■ Problem statement ■
Copy out every line below that contains the string "window". Case counts.
===== Extracted data
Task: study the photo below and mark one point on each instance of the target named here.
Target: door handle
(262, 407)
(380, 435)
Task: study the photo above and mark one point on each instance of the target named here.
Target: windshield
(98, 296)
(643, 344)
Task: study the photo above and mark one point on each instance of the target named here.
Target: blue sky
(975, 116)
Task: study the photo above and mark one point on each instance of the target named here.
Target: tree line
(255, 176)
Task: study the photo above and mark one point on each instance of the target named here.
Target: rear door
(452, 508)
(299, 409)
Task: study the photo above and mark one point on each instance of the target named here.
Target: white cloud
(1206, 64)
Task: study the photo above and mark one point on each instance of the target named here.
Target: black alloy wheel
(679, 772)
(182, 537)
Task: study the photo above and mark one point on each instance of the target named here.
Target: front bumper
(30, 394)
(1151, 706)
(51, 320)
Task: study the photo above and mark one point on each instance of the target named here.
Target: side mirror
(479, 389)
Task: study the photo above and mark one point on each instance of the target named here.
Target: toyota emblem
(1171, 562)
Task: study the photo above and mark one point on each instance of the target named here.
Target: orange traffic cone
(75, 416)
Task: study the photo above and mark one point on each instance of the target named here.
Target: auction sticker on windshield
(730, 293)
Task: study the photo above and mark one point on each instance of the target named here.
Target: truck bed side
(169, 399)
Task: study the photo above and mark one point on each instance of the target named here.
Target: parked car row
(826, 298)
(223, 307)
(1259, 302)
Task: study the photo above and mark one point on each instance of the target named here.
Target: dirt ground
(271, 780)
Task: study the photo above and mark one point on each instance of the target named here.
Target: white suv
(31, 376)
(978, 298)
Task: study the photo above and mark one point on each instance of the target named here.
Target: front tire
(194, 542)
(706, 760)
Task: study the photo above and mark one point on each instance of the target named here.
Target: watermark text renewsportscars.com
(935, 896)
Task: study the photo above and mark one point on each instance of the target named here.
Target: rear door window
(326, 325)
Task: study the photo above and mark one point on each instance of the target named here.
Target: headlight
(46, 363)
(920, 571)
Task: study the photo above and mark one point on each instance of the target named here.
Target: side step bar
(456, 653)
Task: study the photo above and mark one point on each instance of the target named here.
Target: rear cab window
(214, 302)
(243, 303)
==========
■ Task output ■
Target: rear door window
Target: rear cab window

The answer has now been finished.